> Instructions to follow: Without the pictures, retype exactly the lines from the top of the entries below through the line that contains "Target: short hair".

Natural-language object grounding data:
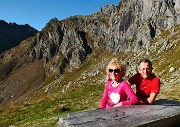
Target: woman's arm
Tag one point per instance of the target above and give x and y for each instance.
(104, 97)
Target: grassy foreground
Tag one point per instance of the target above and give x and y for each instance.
(45, 113)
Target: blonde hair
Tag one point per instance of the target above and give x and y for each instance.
(117, 63)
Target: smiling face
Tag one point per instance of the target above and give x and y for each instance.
(145, 69)
(115, 73)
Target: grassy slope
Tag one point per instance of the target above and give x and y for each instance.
(45, 110)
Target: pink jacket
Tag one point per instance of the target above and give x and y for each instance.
(121, 93)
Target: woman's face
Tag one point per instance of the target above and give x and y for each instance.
(115, 73)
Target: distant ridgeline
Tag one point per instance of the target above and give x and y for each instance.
(12, 34)
(75, 51)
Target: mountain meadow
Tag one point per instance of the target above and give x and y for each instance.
(61, 69)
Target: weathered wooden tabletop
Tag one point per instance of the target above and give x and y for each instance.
(164, 113)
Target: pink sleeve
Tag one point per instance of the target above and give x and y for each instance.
(155, 88)
(105, 97)
(130, 93)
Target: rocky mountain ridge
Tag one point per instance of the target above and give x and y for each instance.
(11, 34)
(75, 51)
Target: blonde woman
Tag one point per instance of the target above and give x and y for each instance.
(117, 92)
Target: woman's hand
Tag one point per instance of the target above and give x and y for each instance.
(118, 104)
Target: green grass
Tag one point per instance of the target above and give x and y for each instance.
(46, 112)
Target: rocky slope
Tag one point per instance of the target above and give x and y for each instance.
(74, 52)
(11, 34)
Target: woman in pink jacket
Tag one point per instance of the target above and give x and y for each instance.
(117, 92)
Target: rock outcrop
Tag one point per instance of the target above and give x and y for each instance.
(12, 34)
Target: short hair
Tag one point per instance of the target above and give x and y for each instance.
(145, 60)
(116, 62)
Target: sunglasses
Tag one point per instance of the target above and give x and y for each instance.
(115, 70)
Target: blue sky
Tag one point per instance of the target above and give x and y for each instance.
(37, 13)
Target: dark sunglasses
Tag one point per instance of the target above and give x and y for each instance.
(115, 70)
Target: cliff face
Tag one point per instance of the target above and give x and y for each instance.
(130, 31)
(12, 34)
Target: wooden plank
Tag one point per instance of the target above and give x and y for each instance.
(164, 114)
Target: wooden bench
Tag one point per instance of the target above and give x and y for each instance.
(163, 113)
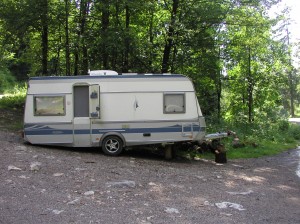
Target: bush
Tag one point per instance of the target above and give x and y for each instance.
(7, 81)
(16, 99)
(294, 131)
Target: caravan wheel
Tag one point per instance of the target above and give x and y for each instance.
(112, 145)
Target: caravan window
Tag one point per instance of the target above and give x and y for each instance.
(174, 103)
(49, 105)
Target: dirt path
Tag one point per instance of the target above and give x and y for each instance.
(56, 185)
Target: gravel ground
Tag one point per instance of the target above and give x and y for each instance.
(59, 185)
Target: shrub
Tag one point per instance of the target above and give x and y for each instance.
(16, 99)
(7, 81)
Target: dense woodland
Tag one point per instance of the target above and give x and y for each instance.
(239, 59)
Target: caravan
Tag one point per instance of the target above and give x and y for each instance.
(112, 111)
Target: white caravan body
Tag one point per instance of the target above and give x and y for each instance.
(138, 109)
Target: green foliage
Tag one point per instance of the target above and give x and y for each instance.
(294, 131)
(15, 99)
(6, 81)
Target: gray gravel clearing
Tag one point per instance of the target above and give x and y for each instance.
(63, 185)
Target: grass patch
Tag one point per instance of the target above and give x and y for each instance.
(15, 99)
(12, 108)
(265, 148)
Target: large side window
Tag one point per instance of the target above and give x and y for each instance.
(49, 105)
(174, 103)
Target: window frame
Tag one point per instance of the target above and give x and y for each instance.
(35, 97)
(172, 94)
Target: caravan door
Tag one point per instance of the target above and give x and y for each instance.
(86, 108)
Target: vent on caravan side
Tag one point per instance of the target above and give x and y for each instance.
(102, 72)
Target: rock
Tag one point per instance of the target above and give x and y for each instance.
(230, 205)
(89, 193)
(58, 174)
(35, 166)
(21, 148)
(123, 183)
(74, 202)
(172, 210)
(13, 168)
(240, 193)
(57, 212)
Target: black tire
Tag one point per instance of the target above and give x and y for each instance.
(112, 145)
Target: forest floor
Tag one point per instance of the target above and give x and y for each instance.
(68, 185)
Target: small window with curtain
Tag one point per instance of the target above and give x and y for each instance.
(49, 106)
(174, 103)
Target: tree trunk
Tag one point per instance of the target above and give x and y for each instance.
(170, 38)
(105, 24)
(250, 89)
(67, 44)
(44, 22)
(127, 40)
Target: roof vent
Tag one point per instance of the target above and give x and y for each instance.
(102, 72)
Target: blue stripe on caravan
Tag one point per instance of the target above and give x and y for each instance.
(108, 77)
(45, 130)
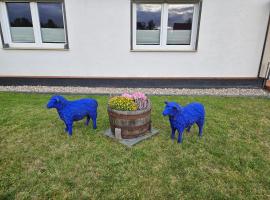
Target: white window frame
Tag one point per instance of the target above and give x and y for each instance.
(38, 44)
(163, 30)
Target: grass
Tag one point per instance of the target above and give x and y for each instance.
(39, 161)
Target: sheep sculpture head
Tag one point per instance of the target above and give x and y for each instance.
(56, 102)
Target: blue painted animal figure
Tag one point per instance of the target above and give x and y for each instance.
(70, 111)
(182, 118)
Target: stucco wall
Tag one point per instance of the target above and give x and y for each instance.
(231, 39)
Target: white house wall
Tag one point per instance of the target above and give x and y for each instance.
(232, 34)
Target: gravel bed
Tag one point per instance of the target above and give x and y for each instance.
(149, 91)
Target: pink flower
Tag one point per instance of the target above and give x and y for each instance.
(139, 95)
(127, 95)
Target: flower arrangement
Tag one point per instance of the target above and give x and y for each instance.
(129, 102)
(122, 103)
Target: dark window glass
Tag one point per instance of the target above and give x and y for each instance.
(51, 22)
(180, 24)
(148, 24)
(19, 15)
(20, 20)
(50, 15)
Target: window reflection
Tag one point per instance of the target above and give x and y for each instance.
(179, 24)
(20, 21)
(51, 22)
(148, 24)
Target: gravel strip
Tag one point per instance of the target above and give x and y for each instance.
(149, 91)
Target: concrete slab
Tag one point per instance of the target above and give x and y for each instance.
(131, 142)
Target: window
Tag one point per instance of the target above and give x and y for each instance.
(165, 26)
(31, 25)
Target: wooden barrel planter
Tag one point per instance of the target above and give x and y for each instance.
(131, 123)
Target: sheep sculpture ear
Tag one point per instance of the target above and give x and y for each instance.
(57, 99)
(177, 107)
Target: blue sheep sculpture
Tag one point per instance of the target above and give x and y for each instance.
(70, 111)
(182, 118)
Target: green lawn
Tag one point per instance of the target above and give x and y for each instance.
(39, 161)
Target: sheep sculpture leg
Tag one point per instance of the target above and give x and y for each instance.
(87, 120)
(94, 120)
(200, 125)
(180, 135)
(69, 126)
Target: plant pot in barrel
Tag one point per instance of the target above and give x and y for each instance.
(130, 116)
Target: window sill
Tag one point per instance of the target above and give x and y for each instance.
(163, 50)
(48, 46)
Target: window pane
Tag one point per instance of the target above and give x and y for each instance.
(148, 24)
(51, 22)
(180, 24)
(20, 21)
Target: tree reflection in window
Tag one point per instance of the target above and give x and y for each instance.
(148, 24)
(51, 22)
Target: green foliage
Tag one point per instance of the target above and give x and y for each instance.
(39, 161)
(122, 103)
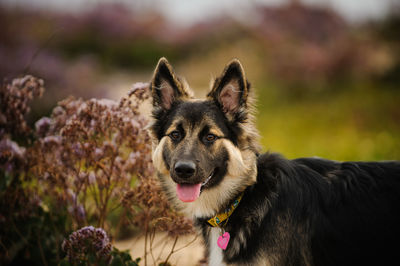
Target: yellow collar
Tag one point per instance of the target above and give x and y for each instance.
(217, 220)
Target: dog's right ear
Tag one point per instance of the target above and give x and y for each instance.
(166, 88)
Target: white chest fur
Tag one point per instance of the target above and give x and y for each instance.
(216, 255)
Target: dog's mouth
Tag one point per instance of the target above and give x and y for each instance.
(190, 192)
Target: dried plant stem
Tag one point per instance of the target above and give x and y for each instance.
(172, 250)
(41, 250)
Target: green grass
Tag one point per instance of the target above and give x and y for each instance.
(361, 122)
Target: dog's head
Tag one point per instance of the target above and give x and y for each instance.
(204, 150)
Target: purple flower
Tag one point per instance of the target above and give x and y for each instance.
(87, 240)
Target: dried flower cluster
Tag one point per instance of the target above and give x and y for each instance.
(14, 104)
(85, 242)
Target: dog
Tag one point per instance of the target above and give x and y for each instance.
(262, 209)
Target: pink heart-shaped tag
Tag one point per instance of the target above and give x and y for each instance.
(223, 240)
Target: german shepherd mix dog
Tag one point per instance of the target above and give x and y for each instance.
(262, 209)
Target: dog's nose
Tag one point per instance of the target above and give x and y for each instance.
(185, 169)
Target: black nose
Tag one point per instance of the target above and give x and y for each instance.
(185, 169)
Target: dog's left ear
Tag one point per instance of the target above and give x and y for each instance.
(230, 90)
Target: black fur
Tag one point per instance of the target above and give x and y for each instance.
(318, 212)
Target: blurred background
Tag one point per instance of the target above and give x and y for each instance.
(326, 72)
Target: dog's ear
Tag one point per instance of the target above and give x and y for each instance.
(230, 90)
(166, 88)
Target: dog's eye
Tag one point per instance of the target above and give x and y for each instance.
(210, 137)
(175, 135)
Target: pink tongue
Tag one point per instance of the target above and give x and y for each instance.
(188, 193)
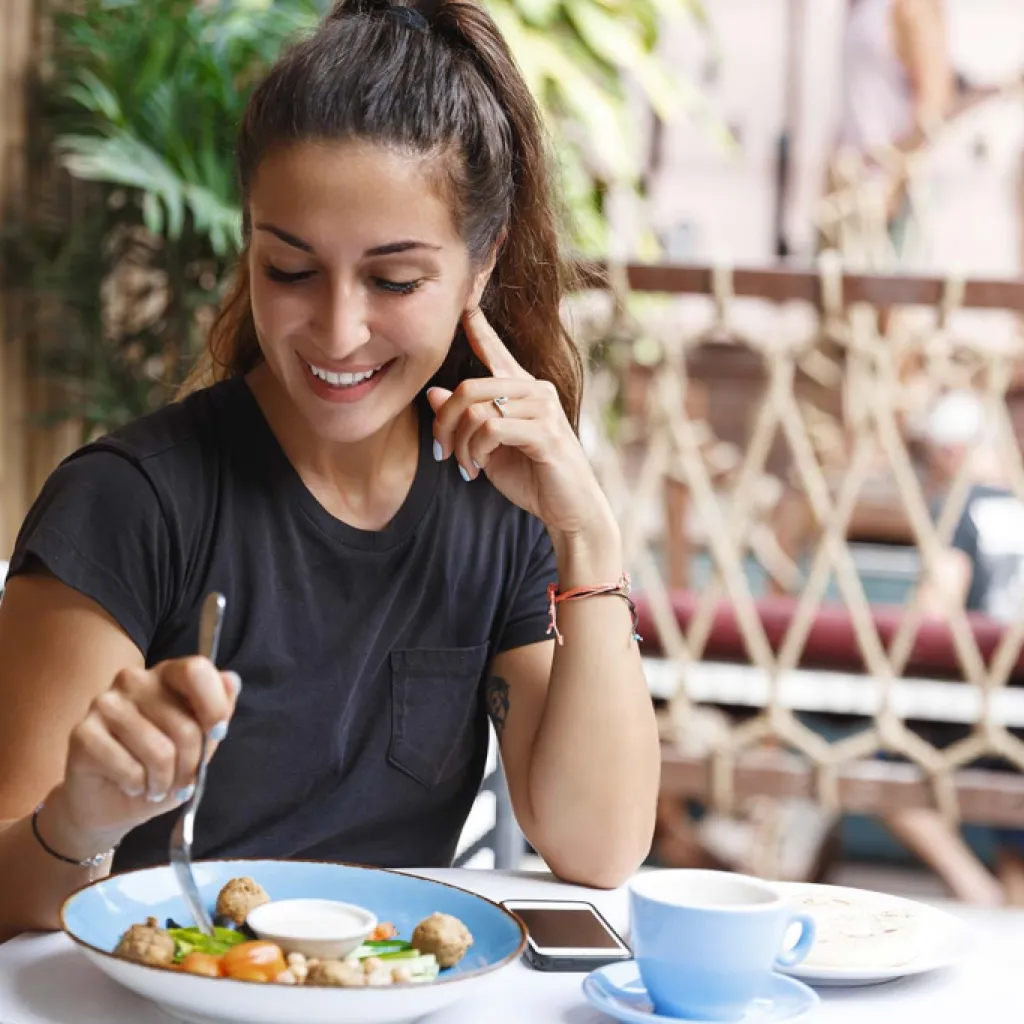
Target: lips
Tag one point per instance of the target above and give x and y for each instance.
(343, 380)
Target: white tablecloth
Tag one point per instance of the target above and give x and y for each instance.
(44, 980)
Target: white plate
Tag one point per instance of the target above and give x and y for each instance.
(940, 940)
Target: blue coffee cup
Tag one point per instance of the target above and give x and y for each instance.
(708, 942)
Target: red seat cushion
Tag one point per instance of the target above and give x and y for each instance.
(832, 642)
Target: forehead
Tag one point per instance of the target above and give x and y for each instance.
(352, 194)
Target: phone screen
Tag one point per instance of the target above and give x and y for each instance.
(565, 928)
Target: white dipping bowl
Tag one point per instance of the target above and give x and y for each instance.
(324, 928)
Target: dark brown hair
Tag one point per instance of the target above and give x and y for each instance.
(433, 79)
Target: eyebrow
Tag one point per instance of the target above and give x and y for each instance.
(386, 250)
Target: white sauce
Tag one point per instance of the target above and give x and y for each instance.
(315, 920)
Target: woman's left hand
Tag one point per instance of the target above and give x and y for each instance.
(523, 442)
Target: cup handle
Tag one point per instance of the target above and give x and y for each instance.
(613, 991)
(791, 957)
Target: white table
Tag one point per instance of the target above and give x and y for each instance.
(44, 980)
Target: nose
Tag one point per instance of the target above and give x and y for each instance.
(345, 321)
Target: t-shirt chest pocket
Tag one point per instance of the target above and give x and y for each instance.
(434, 701)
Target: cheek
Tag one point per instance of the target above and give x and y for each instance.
(275, 310)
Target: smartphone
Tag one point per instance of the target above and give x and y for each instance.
(567, 935)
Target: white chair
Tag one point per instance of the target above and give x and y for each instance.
(492, 837)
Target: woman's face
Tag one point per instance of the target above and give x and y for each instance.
(358, 281)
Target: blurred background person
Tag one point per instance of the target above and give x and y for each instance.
(981, 570)
(898, 84)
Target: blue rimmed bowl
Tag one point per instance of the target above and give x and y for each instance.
(97, 915)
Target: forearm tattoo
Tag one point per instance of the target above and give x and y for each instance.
(498, 702)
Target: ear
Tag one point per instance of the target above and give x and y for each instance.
(482, 275)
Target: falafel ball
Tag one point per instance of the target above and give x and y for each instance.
(239, 897)
(446, 937)
(337, 974)
(146, 943)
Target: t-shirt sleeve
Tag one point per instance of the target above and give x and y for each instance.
(99, 528)
(966, 535)
(527, 619)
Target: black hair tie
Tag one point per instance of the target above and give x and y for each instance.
(408, 15)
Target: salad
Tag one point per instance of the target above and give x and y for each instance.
(437, 943)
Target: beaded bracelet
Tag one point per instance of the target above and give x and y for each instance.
(621, 589)
(93, 861)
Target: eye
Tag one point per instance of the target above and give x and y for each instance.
(284, 276)
(397, 287)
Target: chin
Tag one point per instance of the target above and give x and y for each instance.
(351, 422)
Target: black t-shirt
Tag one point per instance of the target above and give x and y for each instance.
(360, 732)
(990, 532)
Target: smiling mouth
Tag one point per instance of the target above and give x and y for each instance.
(344, 380)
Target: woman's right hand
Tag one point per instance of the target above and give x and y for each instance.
(135, 754)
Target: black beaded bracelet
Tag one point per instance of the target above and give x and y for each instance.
(93, 861)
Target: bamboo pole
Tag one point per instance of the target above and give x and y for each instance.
(16, 48)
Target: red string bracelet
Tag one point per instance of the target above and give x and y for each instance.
(556, 596)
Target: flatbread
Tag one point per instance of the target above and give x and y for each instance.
(853, 934)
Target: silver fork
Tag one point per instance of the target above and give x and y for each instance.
(181, 837)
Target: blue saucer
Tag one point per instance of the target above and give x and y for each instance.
(785, 999)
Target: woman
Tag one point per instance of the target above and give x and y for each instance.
(383, 479)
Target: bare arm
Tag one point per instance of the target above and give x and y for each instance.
(578, 733)
(923, 43)
(86, 727)
(58, 650)
(946, 586)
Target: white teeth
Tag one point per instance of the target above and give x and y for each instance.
(341, 380)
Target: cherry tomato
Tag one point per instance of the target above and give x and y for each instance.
(204, 964)
(253, 962)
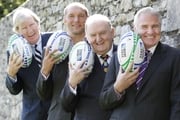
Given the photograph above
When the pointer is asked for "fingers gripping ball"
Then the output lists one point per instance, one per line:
(80, 52)
(62, 42)
(130, 49)
(18, 45)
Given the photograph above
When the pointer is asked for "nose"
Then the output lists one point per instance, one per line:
(98, 38)
(150, 30)
(76, 18)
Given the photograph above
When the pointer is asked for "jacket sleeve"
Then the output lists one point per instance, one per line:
(68, 98)
(175, 89)
(109, 99)
(14, 86)
(44, 87)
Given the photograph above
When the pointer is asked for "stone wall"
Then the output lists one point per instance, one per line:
(121, 12)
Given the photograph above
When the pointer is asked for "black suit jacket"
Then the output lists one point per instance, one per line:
(159, 95)
(33, 108)
(85, 103)
(51, 88)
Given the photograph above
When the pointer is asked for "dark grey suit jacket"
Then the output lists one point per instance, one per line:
(85, 103)
(159, 95)
(33, 108)
(51, 88)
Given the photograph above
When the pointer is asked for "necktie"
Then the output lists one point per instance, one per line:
(37, 55)
(143, 68)
(105, 62)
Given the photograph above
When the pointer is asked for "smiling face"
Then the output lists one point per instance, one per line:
(148, 26)
(74, 20)
(100, 35)
(29, 29)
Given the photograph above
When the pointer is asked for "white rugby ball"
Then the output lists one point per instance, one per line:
(20, 46)
(61, 41)
(82, 51)
(130, 49)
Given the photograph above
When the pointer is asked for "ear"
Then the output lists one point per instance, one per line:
(113, 31)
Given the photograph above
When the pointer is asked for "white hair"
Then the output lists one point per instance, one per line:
(97, 17)
(22, 13)
(149, 10)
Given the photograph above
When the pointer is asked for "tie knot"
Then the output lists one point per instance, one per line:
(104, 57)
(148, 55)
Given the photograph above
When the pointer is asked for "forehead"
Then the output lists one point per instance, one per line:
(75, 10)
(148, 18)
(97, 26)
(26, 19)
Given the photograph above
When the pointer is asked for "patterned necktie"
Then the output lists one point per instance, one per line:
(105, 62)
(37, 55)
(143, 67)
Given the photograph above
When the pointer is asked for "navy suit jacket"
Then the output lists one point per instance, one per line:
(85, 103)
(33, 108)
(51, 88)
(159, 95)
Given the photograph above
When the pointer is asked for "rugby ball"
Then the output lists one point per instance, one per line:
(82, 51)
(130, 49)
(19, 45)
(62, 42)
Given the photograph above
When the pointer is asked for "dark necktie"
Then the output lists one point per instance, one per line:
(38, 56)
(143, 67)
(105, 62)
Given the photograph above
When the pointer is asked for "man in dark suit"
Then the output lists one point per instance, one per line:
(27, 24)
(52, 77)
(158, 95)
(82, 88)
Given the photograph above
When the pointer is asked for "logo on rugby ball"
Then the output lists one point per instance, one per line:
(61, 41)
(130, 49)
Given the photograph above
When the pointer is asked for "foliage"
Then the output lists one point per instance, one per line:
(6, 6)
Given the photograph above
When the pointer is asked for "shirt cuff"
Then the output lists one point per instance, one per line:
(12, 78)
(73, 90)
(120, 94)
(44, 76)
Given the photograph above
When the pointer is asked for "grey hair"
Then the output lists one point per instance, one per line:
(22, 13)
(77, 4)
(146, 10)
(97, 17)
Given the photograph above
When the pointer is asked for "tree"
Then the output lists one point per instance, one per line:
(6, 6)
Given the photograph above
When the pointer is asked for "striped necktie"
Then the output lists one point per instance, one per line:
(37, 55)
(143, 67)
(105, 62)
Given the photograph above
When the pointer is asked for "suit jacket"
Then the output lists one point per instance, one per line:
(51, 88)
(33, 108)
(159, 95)
(85, 103)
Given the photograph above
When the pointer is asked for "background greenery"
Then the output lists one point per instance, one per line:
(6, 6)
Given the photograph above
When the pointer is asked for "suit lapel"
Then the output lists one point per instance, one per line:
(154, 63)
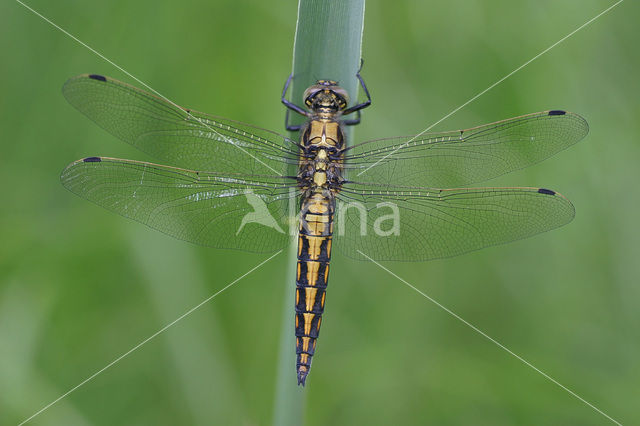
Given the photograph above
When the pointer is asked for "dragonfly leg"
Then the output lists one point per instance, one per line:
(359, 106)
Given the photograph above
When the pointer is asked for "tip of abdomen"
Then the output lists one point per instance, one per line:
(302, 375)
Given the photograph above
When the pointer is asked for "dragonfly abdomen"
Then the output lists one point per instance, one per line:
(314, 255)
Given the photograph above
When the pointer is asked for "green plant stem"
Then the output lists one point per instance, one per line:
(327, 46)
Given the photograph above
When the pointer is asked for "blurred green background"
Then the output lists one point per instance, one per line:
(80, 286)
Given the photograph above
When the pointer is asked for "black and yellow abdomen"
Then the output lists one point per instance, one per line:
(314, 254)
(320, 179)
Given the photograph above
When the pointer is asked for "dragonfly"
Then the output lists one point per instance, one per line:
(231, 185)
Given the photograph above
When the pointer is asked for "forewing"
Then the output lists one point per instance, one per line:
(433, 224)
(232, 211)
(175, 135)
(462, 157)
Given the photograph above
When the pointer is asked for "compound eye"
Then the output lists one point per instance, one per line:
(310, 93)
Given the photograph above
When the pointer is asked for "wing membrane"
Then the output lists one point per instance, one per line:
(461, 157)
(176, 135)
(436, 224)
(231, 211)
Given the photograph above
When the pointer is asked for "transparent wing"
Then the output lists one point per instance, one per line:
(176, 135)
(231, 211)
(416, 224)
(461, 157)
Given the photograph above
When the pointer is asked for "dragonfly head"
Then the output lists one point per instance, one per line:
(326, 95)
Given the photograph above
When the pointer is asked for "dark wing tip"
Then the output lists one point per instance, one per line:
(92, 160)
(98, 77)
(546, 191)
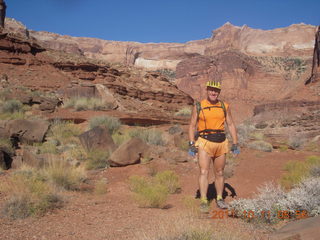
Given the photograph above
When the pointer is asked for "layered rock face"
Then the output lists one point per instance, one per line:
(296, 40)
(145, 94)
(315, 76)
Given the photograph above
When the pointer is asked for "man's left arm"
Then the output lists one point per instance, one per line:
(233, 132)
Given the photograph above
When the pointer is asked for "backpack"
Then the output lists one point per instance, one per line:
(198, 105)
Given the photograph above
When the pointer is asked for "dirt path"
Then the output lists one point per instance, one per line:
(116, 216)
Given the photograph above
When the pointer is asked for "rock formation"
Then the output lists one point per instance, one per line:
(3, 8)
(315, 75)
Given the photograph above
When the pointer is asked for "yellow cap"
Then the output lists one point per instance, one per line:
(214, 84)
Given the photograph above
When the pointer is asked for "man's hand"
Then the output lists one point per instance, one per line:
(192, 149)
(235, 149)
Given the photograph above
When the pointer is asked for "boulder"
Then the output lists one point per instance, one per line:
(5, 159)
(28, 131)
(129, 153)
(97, 138)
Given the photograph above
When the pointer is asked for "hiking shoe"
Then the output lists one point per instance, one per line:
(221, 204)
(204, 207)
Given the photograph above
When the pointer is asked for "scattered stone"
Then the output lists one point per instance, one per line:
(129, 153)
(97, 138)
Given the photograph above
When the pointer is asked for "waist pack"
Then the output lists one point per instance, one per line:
(214, 137)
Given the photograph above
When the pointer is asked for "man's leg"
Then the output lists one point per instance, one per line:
(204, 165)
(218, 168)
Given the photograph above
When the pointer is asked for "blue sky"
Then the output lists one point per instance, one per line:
(158, 21)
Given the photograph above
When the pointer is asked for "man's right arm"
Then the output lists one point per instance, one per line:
(193, 123)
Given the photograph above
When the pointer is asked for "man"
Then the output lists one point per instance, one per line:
(208, 118)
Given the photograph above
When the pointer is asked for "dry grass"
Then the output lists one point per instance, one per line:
(97, 159)
(63, 175)
(296, 171)
(101, 186)
(153, 191)
(169, 179)
(28, 195)
(64, 132)
(184, 227)
(147, 193)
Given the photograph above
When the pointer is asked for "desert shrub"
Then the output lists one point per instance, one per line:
(111, 123)
(169, 179)
(29, 196)
(295, 142)
(296, 171)
(63, 175)
(272, 201)
(303, 197)
(184, 112)
(119, 138)
(101, 186)
(263, 206)
(147, 192)
(315, 171)
(12, 106)
(6, 145)
(150, 136)
(64, 131)
(261, 146)
(97, 159)
(244, 130)
(46, 147)
(82, 104)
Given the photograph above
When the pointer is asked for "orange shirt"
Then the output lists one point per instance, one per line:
(211, 118)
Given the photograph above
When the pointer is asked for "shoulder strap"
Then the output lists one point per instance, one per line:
(224, 108)
(198, 106)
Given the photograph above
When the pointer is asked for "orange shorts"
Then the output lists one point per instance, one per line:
(212, 148)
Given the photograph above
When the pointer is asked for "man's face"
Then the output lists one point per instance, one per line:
(213, 93)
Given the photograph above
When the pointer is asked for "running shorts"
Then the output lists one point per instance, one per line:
(212, 148)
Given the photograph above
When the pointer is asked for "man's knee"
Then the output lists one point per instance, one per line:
(219, 172)
(204, 172)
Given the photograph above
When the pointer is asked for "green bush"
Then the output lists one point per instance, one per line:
(296, 171)
(153, 192)
(64, 131)
(169, 179)
(119, 137)
(147, 192)
(6, 145)
(111, 123)
(29, 196)
(12, 106)
(62, 174)
(150, 136)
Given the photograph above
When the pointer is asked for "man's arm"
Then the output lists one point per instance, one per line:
(193, 123)
(231, 126)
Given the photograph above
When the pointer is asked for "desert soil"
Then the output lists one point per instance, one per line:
(115, 215)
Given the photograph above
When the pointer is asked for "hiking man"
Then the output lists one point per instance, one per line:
(210, 143)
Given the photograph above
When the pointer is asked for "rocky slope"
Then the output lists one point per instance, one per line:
(23, 63)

> Task result:
Target: woman's arm
Tag one point per instance of the target above and give x and y for each instance.
(104, 97)
Target: grassy foreground
Tag one point per instance of the target above and give x and y for each instance.
(45, 113)
Target: blonde hair
Tag one point per instance of the target above and give x and y for each instance.
(117, 63)
Target: smiling face
Tag one point per instance of the target above and give x and y for each instance.
(145, 69)
(115, 73)
Target: grassy slope
Tag one point per instance of the target above and give x and y for each instance.
(45, 110)
Target: pink jacket
Tag one point per instance of the target above and give x and y for each instance.
(121, 93)
Target: woman's face
Tag one point per instance of the target above and give x and y for each instance.
(115, 73)
Target: distant ridgeline
Tag one point per instance of the target above and give x and y for each instance.
(12, 34)
(75, 51)
Target: mountain meadow
Tag one point per instance of the target above and give x and y for each instance.
(61, 69)
Target: weathered wooden tabletop
Tag one point per instance of the target above and give x and y for each instance.
(164, 113)
Target: pink sleeve
Tag one point per instance of the target above and give x and y for each instance.
(155, 88)
(105, 97)
(130, 93)
Target: rocky mountain ridge
Tag one point per instance of the target above and give x and y for each instance.
(11, 34)
(75, 51)
Target: blonde woman
Tag one point per instance of the target above and give x and y for each instance.
(117, 92)
Target: woman's hand
Tag one point per instance of the target above and give x and y for each instance.
(118, 104)
Target: green grass
Tag one point per instance of the target above and give x and y for each instance.
(46, 112)
Target: rocky slope
Tag one point per instance of the target above and give x and y for each instance.
(74, 52)
(11, 34)
Target: woman in pink jacket
Tag one point per instance of the target above and give x and y for each instance.
(117, 92)
Target: rock outcrop
Tag one point per instance of the target above and give x and y for each instance.
(12, 34)
Target: short hair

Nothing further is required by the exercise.